■ Отрывок документа ■
------------

Позволю некорректную ироничную ассоциацию: это как если бы Иосиф Виссарионович позвонил маршалу Жукову после Берлинской операции и сказал: «Вы уж, Георгий Константинович, как-то обойдитесь своими собственными ресурсами, за счет довольствия генералов, вагоны вам предоставим вывозить немецкие трофеи. Сами разберитесь с финансированием». Главный государственный чиновник, основной докладчик по этой теме, заместитель министра связи Алексей Волин сказал, что телевидение является всего лишь сферой информационных услуг и должно жить по средствам, как любой другой элемент бизнеса, – за счет рекламных поступлений. Нам объясняют, что это как изготовление памперсов или автомобилей.

------------

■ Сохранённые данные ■
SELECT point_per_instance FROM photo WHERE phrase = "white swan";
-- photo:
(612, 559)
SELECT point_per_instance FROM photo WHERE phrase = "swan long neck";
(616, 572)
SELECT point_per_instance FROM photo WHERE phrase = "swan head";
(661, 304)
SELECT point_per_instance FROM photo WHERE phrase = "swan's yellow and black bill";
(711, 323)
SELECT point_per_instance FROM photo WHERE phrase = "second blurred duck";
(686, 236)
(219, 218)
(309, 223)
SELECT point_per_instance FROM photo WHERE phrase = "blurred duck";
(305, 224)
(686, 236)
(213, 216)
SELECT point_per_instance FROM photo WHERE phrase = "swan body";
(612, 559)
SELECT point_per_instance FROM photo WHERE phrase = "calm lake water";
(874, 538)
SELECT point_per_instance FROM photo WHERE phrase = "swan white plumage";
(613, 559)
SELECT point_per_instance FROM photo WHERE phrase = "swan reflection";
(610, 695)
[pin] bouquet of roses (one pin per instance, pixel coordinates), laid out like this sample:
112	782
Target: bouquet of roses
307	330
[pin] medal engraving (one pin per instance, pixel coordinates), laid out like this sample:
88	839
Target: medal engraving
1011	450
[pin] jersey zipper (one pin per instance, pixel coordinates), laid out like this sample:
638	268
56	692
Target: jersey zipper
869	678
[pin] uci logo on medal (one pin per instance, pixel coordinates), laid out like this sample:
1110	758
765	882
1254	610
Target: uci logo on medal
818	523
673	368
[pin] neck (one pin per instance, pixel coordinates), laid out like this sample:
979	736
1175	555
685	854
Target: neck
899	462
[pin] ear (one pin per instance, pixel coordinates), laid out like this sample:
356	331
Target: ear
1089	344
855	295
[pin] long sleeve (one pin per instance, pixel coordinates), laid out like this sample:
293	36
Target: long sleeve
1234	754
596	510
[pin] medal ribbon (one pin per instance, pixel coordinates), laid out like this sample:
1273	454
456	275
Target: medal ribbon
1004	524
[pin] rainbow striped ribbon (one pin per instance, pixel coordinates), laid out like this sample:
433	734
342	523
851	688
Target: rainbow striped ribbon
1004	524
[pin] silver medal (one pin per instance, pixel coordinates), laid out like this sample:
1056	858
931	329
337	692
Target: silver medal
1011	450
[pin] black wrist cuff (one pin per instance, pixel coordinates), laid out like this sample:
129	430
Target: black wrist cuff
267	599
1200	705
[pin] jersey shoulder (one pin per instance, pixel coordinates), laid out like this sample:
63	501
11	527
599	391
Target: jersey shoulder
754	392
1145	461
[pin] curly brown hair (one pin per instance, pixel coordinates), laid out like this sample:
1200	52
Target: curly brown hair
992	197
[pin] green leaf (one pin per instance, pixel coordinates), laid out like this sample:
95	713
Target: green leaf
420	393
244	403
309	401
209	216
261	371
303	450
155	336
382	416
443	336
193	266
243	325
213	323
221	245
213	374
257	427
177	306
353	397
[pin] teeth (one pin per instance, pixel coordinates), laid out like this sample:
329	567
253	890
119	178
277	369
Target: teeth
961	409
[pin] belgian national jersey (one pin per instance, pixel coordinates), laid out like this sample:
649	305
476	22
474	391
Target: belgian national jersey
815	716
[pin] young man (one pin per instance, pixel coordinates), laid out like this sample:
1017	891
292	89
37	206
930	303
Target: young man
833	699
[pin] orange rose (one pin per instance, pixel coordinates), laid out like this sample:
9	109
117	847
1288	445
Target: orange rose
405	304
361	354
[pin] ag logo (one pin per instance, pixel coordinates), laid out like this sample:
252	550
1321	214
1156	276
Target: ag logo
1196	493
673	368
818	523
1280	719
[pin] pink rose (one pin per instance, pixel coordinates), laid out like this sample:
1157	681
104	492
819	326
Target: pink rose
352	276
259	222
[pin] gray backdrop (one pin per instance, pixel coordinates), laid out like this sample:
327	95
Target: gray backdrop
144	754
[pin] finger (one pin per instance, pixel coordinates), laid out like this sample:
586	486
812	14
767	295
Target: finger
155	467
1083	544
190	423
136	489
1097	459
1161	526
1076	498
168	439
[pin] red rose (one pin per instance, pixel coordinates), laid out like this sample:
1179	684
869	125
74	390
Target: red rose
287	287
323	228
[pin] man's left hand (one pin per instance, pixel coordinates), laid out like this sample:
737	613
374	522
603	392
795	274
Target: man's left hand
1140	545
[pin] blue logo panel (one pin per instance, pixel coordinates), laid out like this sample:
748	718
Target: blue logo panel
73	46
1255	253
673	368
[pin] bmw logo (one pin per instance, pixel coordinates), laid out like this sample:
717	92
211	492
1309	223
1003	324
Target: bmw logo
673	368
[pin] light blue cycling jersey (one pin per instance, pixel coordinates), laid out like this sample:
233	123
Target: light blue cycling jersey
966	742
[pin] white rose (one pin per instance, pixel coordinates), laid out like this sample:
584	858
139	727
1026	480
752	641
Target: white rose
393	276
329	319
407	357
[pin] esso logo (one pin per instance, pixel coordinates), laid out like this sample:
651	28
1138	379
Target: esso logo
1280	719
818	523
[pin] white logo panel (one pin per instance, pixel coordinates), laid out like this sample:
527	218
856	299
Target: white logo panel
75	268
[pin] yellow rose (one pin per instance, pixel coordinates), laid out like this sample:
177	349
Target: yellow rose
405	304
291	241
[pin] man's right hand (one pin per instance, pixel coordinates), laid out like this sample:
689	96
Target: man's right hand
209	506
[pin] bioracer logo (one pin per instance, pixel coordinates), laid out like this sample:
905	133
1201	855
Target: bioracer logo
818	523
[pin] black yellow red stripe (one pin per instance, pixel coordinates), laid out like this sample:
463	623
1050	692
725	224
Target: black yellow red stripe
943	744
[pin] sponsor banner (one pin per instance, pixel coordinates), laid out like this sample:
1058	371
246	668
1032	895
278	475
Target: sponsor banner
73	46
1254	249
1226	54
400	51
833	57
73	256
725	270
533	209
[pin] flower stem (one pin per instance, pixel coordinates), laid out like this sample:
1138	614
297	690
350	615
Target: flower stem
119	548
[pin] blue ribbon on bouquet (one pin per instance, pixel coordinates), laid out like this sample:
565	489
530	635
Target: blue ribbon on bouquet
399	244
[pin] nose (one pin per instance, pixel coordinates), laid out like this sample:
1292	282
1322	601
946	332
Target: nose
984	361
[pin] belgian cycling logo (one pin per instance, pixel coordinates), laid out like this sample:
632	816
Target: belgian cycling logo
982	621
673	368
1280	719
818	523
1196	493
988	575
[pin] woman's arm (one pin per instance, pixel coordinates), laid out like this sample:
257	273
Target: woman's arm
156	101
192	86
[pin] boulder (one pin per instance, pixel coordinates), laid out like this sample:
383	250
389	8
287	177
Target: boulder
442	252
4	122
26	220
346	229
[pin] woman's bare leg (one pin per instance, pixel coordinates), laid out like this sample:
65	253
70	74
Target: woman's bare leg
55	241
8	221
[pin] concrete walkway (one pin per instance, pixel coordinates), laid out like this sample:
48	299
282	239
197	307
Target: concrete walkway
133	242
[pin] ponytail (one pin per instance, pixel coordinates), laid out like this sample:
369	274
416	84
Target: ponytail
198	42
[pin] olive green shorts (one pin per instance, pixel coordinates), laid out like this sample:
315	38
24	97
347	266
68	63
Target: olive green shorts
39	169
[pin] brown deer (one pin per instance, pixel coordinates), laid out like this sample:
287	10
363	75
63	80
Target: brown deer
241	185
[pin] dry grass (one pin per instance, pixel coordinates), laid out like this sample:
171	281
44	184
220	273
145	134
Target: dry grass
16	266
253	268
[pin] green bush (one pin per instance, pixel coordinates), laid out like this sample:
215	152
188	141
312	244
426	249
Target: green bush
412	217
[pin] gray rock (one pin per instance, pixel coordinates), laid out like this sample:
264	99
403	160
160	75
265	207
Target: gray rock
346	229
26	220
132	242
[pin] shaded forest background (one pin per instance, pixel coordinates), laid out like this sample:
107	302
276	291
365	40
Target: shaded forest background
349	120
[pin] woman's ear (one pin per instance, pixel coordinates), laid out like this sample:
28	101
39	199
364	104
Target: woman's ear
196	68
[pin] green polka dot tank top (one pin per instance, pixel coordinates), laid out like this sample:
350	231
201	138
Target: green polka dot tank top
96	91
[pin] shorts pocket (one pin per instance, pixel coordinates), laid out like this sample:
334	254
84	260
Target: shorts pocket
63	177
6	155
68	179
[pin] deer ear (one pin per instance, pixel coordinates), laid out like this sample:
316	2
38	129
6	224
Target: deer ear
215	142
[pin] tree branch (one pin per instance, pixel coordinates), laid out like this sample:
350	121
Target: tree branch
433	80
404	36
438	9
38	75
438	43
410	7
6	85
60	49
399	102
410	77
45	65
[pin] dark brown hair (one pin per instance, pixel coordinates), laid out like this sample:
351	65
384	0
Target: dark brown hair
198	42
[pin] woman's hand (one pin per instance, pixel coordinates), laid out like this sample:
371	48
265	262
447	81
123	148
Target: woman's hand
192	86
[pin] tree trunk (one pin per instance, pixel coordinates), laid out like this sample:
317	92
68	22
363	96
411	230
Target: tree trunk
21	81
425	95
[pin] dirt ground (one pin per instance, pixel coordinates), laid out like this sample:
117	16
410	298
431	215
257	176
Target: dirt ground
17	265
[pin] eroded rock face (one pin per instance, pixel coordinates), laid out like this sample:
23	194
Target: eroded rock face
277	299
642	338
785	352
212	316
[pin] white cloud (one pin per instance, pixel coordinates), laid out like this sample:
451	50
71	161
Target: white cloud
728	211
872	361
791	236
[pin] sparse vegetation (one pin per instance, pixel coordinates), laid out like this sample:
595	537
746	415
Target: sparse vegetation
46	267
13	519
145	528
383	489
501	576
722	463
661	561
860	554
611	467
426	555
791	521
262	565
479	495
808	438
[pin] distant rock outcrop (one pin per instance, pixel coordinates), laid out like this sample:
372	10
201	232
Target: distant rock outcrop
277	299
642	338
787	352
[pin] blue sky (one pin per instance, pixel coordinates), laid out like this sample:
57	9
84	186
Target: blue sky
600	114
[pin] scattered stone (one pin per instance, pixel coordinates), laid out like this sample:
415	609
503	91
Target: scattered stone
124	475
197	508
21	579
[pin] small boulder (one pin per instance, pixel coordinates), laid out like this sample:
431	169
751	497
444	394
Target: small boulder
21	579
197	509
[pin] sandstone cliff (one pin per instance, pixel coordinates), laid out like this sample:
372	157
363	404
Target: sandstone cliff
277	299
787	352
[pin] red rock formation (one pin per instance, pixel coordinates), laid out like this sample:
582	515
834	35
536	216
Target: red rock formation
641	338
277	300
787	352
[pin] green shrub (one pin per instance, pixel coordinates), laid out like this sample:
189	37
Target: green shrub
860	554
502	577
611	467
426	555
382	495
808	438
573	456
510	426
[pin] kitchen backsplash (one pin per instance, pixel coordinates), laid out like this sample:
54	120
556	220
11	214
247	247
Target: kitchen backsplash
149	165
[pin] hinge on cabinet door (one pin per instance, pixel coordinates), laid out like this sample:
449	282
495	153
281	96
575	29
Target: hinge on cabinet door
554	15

------------

■ Задачи для работы ■
a - Соответствуют ли отрывку утверждения: (i) Алексей Волин — заместитель министра связи; (ii) Волин считает, что телевидение должно жить за счет государственных денег; (iii) в воображаемом звонке Жукову обещают вагоны для вывоза немецких трофеев? На каждое ответьте «да» или «нет» и процитируйте решающие слова отрывка.
b - Перепишите часть отрывка, всё от слов «Позволю некорректную ироничную» и вниз до слов «памперсов или автомобилей.», переименовав в ней «телевидение» в «радио».
Данные — отдельный материал, с отрывком они не связаны.

■ Список ответов ■
a -
(i) Да: «заместитель министра связи Алексей Волин».
(ii) Нет: «должно жить по средствам, как любой другой элемент бизнеса, – за счет рекламных поступлений».
(iii) Да: «вагоны вам предоставим вывозить немецкие трофеи».

b -
Позволю некорректную ироничную ассоциацию: это как если бы Иосиф Виссарионович позвонил маршалу Жукову после Берлинской операции и сказал: «Вы уж, Георгий Константинович, как-то обойдитесь своими собственными ресурсами, за счет довольствия генералов, вагоны вам предоставим вывозить немецкие трофеи. Сами разберитесь с финансированием». Главный государственный чиновник, основной докладчик по этой теме, заместитель министра связи Алексей Волин сказал, что радио является всего лишь сферой информационных услуг и должно жить по средствам, как любой другой элемент бизнеса, – за счет рекламных поступлений. Нам объясняют, что это как изготовление памперсов или автомобилей.